Major weapons systems were seized from the Russian military in 1992, and on the eve of the First Chechen War they included 23 air defense guns, 108 APC/tanks, 24 artillery pieces, 5 MiG-17/15, 2 Mi-8 helicopters, 24 multiple rocket launchers, 17 surface to air missile launchers, 94 L-29 trainer aircraft, 52 L-39 trainer aircraft, 6 An-22 transport aircraft, 5 Tu-134 transport aircraft.

Politics 

Since the declaration of independence in 1991, there has been an ongoing battle between secessionist officials and federally appointed officials. Both claim authority over the same territory.

In late 2007, the President of Ichkeria, Dokka Umarov, declared that he had renamed the republic to Noxçiyc̈ó and converted it into a province of the much larger Caucasus Emirate, with himself as Emir. This change was rejected by some members of the former Chechen government-in-exile.

The Chechen Republic of Ichkeria was officially a secular state, with its constitution stating, "The Chechen Republic is a secular state. No religion may be established as a state or compulsory religion." Despite this, the criminal code of Chechnya legally established Sharia courts and included Islamic hudud punishments of decapitation, stoning and other punishments for crimes such as alcohol drinking, sodomy, and apostasy from Islam.

:::::

» Exercise objective:
Decide whether each statement below agrees with the text above on the Chechen Republic of Ichkeria. Answer yes or no for each and quote the deciding words of the text.
1. The major weapons systems were seized from the Russian military in 1994.
2. Dokka Umarov declared the republic a province of the Caucasus Emirate.
3. The constitution made Islam the state religion.

:::::

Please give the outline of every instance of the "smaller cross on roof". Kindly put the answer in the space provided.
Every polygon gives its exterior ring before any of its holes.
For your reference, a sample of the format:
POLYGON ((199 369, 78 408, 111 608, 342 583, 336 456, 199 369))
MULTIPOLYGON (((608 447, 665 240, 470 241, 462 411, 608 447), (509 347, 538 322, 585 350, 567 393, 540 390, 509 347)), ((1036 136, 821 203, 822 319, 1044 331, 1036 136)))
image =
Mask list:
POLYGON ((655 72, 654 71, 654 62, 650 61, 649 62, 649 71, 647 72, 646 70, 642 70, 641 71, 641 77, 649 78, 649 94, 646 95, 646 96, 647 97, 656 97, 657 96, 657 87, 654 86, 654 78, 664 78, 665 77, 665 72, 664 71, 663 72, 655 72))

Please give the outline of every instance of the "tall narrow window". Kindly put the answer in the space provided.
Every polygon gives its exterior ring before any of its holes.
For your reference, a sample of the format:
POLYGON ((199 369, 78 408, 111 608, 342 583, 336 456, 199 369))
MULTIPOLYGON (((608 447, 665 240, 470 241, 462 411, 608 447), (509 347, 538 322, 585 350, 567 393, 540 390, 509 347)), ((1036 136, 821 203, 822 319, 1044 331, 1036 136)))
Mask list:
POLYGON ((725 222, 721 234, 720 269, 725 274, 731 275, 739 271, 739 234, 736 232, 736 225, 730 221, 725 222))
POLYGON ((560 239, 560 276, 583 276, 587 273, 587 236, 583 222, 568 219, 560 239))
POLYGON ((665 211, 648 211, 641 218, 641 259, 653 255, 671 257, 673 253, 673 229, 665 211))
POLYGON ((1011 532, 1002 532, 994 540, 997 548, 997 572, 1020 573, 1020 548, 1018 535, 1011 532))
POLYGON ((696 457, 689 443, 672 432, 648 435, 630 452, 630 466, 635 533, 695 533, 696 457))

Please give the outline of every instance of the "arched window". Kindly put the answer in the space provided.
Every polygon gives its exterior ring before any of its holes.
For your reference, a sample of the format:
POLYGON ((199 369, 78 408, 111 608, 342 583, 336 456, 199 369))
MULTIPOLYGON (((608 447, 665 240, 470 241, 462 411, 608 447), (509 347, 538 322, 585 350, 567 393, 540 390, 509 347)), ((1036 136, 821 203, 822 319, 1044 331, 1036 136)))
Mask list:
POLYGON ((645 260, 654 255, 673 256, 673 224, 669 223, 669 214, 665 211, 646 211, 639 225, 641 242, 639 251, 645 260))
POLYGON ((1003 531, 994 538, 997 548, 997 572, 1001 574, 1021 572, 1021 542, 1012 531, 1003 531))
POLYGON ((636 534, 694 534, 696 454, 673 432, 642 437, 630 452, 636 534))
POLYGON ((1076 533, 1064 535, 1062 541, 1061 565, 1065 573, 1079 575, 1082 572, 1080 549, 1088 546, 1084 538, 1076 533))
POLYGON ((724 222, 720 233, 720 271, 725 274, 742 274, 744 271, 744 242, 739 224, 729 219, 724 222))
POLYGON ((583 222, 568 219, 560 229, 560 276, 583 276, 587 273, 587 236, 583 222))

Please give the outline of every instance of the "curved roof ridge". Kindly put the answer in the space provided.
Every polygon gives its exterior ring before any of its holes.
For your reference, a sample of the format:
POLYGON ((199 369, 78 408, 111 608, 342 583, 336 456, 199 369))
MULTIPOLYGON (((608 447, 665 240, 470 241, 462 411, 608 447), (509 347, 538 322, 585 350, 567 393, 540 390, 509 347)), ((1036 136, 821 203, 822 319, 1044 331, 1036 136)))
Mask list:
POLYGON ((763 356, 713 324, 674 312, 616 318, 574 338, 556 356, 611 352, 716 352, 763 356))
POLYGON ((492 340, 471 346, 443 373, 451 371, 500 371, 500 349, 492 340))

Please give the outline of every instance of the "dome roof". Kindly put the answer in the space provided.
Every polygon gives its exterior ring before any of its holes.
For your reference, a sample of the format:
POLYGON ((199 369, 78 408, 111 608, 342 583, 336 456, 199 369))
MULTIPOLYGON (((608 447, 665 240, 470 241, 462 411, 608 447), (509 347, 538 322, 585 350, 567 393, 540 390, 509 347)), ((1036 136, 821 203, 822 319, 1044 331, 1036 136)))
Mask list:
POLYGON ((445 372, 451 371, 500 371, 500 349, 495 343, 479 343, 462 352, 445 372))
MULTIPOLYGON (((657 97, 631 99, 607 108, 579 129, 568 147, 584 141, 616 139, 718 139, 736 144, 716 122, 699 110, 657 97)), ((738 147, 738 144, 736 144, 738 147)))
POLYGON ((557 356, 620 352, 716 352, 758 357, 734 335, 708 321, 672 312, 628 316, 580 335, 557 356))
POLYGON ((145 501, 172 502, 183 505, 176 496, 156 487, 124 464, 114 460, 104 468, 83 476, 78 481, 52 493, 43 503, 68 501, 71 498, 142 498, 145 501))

:::::

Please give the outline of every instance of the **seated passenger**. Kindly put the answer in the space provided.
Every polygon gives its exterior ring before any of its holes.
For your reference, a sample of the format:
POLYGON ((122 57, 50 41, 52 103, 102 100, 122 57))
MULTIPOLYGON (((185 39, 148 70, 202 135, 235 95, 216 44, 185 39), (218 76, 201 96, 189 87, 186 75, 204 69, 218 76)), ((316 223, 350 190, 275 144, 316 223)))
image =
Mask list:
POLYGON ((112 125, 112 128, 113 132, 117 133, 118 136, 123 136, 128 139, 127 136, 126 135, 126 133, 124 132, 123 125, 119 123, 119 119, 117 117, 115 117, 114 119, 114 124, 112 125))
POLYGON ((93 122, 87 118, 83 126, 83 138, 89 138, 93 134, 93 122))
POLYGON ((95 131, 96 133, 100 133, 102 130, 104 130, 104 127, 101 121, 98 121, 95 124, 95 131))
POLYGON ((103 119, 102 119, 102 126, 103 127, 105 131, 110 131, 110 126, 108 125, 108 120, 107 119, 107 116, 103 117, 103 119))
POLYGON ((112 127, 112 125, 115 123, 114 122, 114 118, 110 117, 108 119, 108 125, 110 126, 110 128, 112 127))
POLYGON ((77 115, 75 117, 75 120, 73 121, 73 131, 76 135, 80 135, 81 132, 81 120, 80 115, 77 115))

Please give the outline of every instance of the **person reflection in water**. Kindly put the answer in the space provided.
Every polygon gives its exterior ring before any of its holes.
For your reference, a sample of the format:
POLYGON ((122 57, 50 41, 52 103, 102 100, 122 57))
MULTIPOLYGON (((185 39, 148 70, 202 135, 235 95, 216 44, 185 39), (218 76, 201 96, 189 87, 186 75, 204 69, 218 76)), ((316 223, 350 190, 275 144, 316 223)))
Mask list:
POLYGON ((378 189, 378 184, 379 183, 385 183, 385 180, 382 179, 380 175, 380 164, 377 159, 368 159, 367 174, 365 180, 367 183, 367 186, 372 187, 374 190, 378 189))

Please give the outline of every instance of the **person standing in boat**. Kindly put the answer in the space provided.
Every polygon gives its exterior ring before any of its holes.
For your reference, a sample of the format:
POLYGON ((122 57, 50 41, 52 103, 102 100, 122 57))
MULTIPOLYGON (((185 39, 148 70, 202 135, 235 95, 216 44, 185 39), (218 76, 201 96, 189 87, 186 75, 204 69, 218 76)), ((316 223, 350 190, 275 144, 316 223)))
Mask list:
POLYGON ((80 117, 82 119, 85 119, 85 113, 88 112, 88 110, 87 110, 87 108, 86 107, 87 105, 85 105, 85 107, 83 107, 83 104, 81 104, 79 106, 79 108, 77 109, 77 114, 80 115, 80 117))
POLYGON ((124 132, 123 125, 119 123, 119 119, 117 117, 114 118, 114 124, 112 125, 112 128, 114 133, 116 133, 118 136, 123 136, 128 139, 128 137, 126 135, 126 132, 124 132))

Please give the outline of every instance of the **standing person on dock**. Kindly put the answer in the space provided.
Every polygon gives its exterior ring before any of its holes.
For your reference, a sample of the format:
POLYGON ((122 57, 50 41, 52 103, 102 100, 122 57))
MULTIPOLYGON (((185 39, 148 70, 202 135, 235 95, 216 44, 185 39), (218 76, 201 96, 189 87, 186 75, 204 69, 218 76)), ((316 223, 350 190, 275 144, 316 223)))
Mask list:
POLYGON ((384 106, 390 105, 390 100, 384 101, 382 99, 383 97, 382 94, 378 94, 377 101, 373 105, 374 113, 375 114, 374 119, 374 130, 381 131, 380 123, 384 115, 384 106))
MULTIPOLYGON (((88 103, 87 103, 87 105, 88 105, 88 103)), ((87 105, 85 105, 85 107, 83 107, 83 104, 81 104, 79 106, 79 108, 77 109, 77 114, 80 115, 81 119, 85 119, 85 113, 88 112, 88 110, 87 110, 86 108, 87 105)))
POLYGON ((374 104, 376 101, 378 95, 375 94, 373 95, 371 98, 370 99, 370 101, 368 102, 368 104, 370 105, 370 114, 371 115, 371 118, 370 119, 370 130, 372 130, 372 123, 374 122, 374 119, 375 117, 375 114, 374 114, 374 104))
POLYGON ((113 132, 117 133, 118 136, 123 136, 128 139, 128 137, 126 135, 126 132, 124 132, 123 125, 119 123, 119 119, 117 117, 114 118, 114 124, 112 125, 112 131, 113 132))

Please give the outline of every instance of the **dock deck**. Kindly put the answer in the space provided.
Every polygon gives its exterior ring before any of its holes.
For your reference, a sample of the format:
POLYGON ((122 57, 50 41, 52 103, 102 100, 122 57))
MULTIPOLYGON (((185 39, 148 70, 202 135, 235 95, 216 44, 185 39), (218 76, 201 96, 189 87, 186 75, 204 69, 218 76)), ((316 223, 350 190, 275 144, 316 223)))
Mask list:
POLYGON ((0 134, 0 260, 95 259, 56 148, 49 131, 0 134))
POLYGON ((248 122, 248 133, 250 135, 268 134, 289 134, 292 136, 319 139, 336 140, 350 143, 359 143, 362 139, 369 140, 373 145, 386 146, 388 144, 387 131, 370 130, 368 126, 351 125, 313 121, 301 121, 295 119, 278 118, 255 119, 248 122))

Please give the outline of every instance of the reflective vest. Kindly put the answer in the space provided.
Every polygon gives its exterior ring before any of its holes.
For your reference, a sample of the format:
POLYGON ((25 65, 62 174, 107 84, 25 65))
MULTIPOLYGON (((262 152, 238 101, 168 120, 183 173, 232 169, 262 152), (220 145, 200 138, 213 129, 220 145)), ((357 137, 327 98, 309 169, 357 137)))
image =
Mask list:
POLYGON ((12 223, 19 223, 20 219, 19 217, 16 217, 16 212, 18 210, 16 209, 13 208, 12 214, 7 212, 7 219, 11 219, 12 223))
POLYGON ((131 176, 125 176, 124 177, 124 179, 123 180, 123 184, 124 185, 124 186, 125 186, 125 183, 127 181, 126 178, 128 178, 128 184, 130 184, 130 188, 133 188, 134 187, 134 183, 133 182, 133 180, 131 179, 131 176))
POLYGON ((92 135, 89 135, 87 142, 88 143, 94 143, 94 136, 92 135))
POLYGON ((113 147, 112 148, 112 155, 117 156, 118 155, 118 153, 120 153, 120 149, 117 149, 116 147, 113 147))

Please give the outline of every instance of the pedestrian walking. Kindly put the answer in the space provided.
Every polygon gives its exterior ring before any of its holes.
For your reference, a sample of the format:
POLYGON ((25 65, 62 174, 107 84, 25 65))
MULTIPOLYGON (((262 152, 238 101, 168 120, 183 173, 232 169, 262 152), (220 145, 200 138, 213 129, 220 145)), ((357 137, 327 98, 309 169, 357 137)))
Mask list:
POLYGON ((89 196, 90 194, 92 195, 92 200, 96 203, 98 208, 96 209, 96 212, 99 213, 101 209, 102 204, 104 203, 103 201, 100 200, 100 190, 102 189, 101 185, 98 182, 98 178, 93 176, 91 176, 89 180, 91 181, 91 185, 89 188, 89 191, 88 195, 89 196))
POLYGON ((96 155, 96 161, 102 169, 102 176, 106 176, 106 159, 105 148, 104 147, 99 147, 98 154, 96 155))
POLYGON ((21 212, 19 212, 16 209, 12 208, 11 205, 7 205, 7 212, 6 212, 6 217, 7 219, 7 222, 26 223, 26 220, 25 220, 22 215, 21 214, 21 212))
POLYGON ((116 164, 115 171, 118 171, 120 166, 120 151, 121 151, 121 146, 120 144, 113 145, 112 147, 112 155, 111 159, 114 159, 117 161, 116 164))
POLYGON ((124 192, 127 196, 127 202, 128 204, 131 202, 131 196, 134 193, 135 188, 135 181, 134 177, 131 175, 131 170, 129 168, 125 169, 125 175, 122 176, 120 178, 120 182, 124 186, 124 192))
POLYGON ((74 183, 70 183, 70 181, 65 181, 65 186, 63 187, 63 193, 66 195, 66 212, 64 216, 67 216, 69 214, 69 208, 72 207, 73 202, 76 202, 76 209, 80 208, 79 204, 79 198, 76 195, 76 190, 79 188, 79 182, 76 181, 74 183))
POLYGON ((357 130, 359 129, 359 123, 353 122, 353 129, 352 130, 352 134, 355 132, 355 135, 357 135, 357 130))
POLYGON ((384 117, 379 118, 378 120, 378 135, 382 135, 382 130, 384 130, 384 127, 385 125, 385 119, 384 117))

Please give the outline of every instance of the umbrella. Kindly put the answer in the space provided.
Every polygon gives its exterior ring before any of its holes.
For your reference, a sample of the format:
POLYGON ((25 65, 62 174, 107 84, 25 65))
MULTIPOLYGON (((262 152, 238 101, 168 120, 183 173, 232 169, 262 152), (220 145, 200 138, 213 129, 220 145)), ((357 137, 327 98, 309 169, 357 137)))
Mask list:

:::::

» Solved exercise:
1. No: "Major weapons systems were seized from the Russian military in 1992"
2. Yes: "Dokka Umarov, declared that he had renamed the republic to Noxçiyc̈ó and converted it into a province of the much larger Caucasus Emirate"
3. No: "The Chechen Republic is a secular state. No religion may be established as a state or compulsory religion."